**Document section:**
┄┄┄┄┄┄
Some 1,700, or 10 percent, of the nation’s middle schools “ability-group students in a possibly discriminatory manner,” the study, which focuses on the enforcement efforts of the Education Department’s office for civil rights, found.

There is “a disproportionate number of minority students in some classes in more than half of the nation’s school districts,” the report, released last week, stated.

“Little is gained from school desegregation if minority and majority students are illegally resegregated within the school building,” the GAO added.

In particular, the study questioned the assignment of so many minority students to “lower-ability classes and special-education programs.’'

Because it has inadequately monitored the schools, the study concluded, the “OCR has sometimes failed to determine if discriminatory practices it identified have been stopped.”

The GAO recommended that the OCR develop regulations to identify school procedures for assigning students to classes through ability grouping and upgrade its investigation procedures.

In written remarks, Michael L. Williams, assistant secretary of education for civil rights, emphasized that the investigation of “ability grouping that results in segregation on the basis of race and national origin” is a high priority of his office.

Mr. Williams has said several times since he took over as head of the office last year that investigating ability-grouping practices would be among his top priorities. (See Education Week, Feb. 20, 1991.)

In addition, he said last week, the OCR is developing policies to address the problem of the disproportionately large numbers of minority students who are assigned to special-education classes. The policies are to take effect in the fiscal year that begins on Oct. 1, he said.
┄┄┄┄┄┄
**Material:**
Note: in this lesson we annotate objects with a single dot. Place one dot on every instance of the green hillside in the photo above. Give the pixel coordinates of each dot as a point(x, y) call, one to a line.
┄┄┄┄┄┄
**Challenge A:** From the news passage on the GAO ability-grouping study, quote the words starting with "Because it has" and going on through "Feb. 20, 1991.)".
**Challenge B:** Do these statements agree with the news passage on the GAO ability-grouping study? Answer yes or no for each, and quote the deciding words from the passage. (i) The study found that about 10 percent of the nation's middle schools ability-group students in a possibly discriminatory manner. (ii) The GAO recommended that the OCR end all ability grouping in schools. (iii) The new OCR special-education policies are set to take effect in the fiscal year that begins on Oct. 1.
**Challenge C:** Continue the news passage on the GAO ability-grouping study from its last sentence.

**Exercise result A:**
Because it has inadequately monitored the schools, the study concluded, the “OCR has sometimes failed to determine if discriminatory practices it identified have been stopped.”

The GAO recommended that the OCR develop regulations to identify school procedures for assigning students to classes through ability grouping and upgrade its investigation procedures.

In written remarks, Michael L. Williams, assistant secretary of education for civil rights, emphasized that the investigation of “ability grouping that results in segregation on the basis of race and national origin” is a high priority of his office.

Mr. Williams has said several times since he took over as head of the office last year that investigating ability-grouping practices would be among his top priorities. (See Education Week, Feb. 20, 1991.)

**Exercise result B:**
(i) Yes: "Some 1,700, or 10 percent, of the nation’s middle schools “ability-group students in a possibly discriminatory manner,”"
(ii) No: "The GAO recommended that the OCR develop regulations to identify school procedures for assigning students to classes through ability grouping and upgrade its investigation procedures."
(iii) Yes: "The policies are to take effect in the fiscal year that begins on Oct. 1, he said."

**Exercise result C:**
In the meantime, Mr. Williams promised only a “modest number of compliance reviews” on a range of educational practices, including ability grouping.

The GAO and OCR materials were slated to be formally aired at a Senate Labor and Human Resources Committee hearing. Instead, they were released informally when the hearing was abruptly canceled.

Acknowledging that the OCR has fallen short in its enforcement efforts, Mr. Williams said burgeoning workloads and budget constraints have made the task even more difficult.

“I determined upon my arrival [in July 1990] that insufficient resources had been devoted to the performance of critical legal, policy, and enforcement activities,” he said.

He noted that the OCR received 3,382 complaints in fiscal 1990, a 71 percent increase over fiscal 1987. Between Oct. 1 and March 31, he said, the OCR received 1,695 complaints.

Most complaints allege discrimination against the handicapped, he noted.

Referring to criticism of the alleged lack of OCR followup with school districts that promise to correct violations, he said he has made such monitoring mandatory.

School plans must inform the OCR “when and where corrective actions will be initiated and completed,” he said.

Mr. Williams also noted that the Bush Administration requested $56 million for the OCR for fiscal 1992, a $7.5-million increase over the appropriation for the current fiscal year.

In testimony also planned for the canceled committee hearing, Senator Paul Simon, Democrat of Illinois, criticized the Education Department’s handling of the race-based-scholarship controversy.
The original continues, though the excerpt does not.